TASK DETAILS:
Below are some entries; can you quote all of them exactly?

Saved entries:
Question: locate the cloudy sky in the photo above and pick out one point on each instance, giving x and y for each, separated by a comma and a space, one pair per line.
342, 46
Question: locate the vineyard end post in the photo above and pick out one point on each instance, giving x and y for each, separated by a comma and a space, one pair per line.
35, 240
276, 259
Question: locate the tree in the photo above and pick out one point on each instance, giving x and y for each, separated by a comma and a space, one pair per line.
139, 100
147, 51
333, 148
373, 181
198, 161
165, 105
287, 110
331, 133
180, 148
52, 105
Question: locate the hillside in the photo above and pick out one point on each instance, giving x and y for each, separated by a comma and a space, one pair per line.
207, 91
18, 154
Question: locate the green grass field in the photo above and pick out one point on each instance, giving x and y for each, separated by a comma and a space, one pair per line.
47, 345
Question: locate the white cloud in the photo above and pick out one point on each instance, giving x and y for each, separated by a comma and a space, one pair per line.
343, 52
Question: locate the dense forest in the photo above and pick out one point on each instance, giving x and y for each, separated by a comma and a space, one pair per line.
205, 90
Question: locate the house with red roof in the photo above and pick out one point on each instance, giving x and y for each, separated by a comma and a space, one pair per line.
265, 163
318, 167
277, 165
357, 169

FINISHED TASK:
Question: locate the cloudy sky in the photo above and pick out one point on each instance, giving x and y for each, separated by a comma and a space, one pair per line.
342, 46
Question: locate the vineyard end post in the photo above and pick out one point on each instance, giving x and y for each, separated by a comma and a space, one pair per line.
35, 240
276, 259
Question: locate the tree in the photo above and pick out one point on each instance, giving x and y for each, separated by a comma and a space, one pair per line.
139, 100
147, 51
333, 148
373, 181
198, 161
165, 105
287, 110
331, 133
180, 148
52, 105
Question: locate the hillside in the photo above and pick out one point on each instance, giving x and y for each, separated by a comma and a space, one pair per line.
207, 91
18, 154
Question: locate the green grass field in the photo above and pick out one point on each instance, giving x and y for each, separated by a comma and a space, one pair per line.
47, 345
Question: locate the white cloud in the photo above and pick out one point on each instance, giving x and y for each, separated by a comma and a space, one pair per line.
343, 52
Question: locate the dense forest in the photo above and pick out one point on each instance, giving x and y for each, separated by a comma and a space, one pair per line.
205, 90
Question: locate the house with red roof in the photo above and pick out one point on each instance, giving x and y for each, separated by a comma and a space, one pair per line.
265, 163
318, 167
277, 165
357, 169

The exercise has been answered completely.